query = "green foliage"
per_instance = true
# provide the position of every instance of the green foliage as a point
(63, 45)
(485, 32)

^^^^^^^^^^^^^^^^

An exact copy of every record above is required.

query = "green foliage"
per_instance = true
# provide the position of every instance of the green foliage as a point
(63, 45)
(485, 32)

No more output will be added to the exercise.